[Document passage — start]
August 28, 2023

Announcement of postdoc entrepreneur funding winners

A call for applications for post-doctoral students was launched in June 2023 for their participation in our funding program for scientific entrepreneurship projects. It enables three winners to create a marketable prototype from their doctoral research, while receiving salary funding of $105,000 for 18 months, in addition to a budget of up to $30,000 from research funds or, in McGill’s case, other programs. All this while benefiting from our IVADO network to get their project off to a good start

We are pleased to announce the three winners and present their projects below.

Intelligent early detection system for lung cancer
By Roseline Olory

BrainInnov Inc. develops an intelligent early detection system for lung cancer. Lung cancer is the most frequently diagnosed cancer in both men and women, and
women, and one of the most deadly in Canada (5-year survival rate 22%) and worldwide. Around half of all lung cancers are diagnosed too late, considerably reducing the chances of cure, partly due to a strong unmet need for early detection. An early detection system like ours could increase lung cancer patients’ chances of survival by more than 63% over 5 years.
[Document passage — finish]
## Exercise aim
Rewrite the part of the funding announcement that opens with the words containing "Announcement of postdoc" and closes with "their projects below.", replacing "winners" with "recipients".
[Data under study — start]
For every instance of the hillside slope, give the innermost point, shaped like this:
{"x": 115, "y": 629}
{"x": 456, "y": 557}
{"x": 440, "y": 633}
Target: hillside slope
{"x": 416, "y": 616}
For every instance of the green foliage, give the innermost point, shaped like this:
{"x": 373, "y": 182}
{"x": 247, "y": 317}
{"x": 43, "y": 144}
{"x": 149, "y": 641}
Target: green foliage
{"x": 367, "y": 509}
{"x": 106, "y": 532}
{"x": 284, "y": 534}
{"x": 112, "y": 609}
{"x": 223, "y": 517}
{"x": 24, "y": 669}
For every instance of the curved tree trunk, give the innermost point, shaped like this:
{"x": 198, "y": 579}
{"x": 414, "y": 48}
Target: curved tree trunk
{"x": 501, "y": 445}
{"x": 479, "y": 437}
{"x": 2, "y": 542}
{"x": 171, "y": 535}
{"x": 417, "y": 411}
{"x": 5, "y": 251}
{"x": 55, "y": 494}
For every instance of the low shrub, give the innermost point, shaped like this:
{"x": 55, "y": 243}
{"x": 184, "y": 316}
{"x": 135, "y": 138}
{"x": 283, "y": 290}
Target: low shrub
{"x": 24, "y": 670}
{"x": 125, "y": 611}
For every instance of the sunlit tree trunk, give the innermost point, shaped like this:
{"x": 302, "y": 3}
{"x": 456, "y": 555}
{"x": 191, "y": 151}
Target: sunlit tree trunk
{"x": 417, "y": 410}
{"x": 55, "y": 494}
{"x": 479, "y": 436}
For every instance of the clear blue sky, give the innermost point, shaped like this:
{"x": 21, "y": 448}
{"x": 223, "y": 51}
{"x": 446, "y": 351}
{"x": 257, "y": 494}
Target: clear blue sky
[Data under study — finish]
## Answer area
Announcement of postdoc entrepreneur funding recipients

A call for applications for post-doctoral students was launched in June 2023 for their participation in our funding program for scientific entrepreneurship projects. It enables three recipients to create a marketable prototype from their doctoral research, while receiving salary funding of $105,000 for 18 months, in addition to a budget of up to $30,000 from research funds or, in McGill’s case, other programs. All this while benefiting from our IVADO network to get their project off to a good start

We are pleased to announce the three recipients and present their projects below.